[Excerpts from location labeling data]
%%

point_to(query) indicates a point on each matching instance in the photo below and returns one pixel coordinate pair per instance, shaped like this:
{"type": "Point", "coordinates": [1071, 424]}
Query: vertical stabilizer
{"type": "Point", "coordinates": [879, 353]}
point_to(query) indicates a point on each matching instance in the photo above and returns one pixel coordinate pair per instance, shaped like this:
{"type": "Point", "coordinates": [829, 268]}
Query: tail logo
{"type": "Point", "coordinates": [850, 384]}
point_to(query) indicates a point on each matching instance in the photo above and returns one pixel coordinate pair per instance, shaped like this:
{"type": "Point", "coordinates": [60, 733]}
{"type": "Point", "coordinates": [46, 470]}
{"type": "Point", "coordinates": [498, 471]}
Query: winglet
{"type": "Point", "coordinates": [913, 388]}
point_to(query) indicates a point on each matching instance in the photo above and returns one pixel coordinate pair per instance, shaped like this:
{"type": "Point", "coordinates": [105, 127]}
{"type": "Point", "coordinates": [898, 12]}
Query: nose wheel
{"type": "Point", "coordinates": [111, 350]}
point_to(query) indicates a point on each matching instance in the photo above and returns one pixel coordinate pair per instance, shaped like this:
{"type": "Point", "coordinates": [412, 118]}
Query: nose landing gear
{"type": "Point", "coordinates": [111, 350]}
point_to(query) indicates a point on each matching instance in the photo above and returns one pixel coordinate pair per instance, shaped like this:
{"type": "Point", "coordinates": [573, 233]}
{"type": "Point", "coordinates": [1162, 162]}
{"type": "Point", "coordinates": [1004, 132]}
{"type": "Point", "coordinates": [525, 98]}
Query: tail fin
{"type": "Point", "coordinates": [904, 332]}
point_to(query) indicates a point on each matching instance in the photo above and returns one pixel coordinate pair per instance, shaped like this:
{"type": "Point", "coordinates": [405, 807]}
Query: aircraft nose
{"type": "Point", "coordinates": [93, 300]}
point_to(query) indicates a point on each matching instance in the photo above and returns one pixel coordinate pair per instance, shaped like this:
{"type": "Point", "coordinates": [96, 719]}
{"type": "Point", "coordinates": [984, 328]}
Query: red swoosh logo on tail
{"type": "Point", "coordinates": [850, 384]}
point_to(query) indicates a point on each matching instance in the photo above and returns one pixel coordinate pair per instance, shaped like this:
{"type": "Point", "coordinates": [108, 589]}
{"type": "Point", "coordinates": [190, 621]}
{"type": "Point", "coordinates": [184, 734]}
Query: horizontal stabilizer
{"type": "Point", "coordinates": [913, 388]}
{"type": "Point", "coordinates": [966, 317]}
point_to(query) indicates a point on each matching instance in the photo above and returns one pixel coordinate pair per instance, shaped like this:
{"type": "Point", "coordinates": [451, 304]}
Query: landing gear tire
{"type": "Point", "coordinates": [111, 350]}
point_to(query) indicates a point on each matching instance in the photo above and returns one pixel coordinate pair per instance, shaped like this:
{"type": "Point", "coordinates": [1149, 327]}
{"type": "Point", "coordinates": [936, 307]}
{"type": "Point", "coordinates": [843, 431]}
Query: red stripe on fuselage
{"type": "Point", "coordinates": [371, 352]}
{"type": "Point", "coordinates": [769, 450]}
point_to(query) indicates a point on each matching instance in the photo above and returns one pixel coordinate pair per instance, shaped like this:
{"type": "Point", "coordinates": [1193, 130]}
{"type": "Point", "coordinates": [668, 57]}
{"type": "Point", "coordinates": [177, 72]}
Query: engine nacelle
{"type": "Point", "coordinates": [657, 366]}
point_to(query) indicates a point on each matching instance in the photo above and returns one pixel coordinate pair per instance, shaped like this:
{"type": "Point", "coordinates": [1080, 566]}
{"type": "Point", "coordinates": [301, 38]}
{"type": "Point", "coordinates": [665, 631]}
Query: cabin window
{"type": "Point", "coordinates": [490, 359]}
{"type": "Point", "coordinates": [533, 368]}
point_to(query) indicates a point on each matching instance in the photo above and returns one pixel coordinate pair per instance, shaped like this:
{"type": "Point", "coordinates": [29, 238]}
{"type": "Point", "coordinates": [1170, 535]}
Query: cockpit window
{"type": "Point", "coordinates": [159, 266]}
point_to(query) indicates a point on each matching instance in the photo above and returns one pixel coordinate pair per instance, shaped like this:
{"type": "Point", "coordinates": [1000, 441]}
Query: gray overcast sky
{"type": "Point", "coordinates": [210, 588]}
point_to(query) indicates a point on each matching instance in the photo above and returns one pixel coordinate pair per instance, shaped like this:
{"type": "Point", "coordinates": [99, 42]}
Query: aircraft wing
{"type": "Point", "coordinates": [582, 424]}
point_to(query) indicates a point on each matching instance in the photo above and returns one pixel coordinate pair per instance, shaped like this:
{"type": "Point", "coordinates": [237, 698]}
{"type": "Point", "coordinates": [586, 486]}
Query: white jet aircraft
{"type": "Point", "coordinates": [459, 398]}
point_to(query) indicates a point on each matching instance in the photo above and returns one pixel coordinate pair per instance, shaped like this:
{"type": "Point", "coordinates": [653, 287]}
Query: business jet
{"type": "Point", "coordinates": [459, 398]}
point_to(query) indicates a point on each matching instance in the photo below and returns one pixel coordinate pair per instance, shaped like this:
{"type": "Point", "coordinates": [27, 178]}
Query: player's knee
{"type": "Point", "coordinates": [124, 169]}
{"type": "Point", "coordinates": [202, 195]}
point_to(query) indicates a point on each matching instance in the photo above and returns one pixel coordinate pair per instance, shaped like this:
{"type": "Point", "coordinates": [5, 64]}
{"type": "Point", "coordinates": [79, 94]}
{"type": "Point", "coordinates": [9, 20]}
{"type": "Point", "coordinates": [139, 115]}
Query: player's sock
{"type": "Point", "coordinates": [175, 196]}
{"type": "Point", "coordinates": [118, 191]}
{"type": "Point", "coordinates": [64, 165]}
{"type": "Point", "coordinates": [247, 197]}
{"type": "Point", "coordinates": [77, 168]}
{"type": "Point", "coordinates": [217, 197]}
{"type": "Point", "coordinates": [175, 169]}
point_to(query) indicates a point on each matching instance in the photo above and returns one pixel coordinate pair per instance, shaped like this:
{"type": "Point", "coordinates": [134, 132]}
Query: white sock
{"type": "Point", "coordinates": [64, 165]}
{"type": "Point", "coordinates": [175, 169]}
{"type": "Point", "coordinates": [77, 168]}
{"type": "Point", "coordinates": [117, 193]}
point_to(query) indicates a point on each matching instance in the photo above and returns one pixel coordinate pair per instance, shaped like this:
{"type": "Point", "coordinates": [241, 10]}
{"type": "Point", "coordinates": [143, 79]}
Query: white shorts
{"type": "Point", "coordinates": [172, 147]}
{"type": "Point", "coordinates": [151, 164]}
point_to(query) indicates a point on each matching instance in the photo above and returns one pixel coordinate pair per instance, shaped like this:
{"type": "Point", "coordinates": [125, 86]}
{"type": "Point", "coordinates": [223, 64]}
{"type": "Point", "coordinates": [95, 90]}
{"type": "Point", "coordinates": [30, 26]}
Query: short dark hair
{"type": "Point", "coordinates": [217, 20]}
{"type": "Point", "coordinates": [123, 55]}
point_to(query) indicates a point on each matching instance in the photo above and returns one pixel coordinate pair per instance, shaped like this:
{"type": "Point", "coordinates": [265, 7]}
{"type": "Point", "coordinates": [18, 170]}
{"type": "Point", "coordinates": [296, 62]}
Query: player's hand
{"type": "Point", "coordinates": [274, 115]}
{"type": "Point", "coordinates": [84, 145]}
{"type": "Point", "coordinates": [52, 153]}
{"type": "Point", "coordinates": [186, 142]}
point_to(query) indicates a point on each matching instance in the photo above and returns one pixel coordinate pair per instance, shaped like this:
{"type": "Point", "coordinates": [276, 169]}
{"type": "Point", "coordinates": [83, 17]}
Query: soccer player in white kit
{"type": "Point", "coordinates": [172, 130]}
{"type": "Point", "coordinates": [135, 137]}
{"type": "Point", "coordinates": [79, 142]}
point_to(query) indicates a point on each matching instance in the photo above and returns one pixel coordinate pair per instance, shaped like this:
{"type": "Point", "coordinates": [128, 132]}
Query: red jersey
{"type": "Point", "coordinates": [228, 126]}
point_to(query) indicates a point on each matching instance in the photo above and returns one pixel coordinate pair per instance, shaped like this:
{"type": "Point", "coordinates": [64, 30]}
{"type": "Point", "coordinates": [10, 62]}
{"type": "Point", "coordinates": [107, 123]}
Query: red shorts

%%

Exercise task:
Show every line of the material above that contains the string "logo", matching case exactly.

Correct result:
Query: tail logo
Query: red swoosh logo on tail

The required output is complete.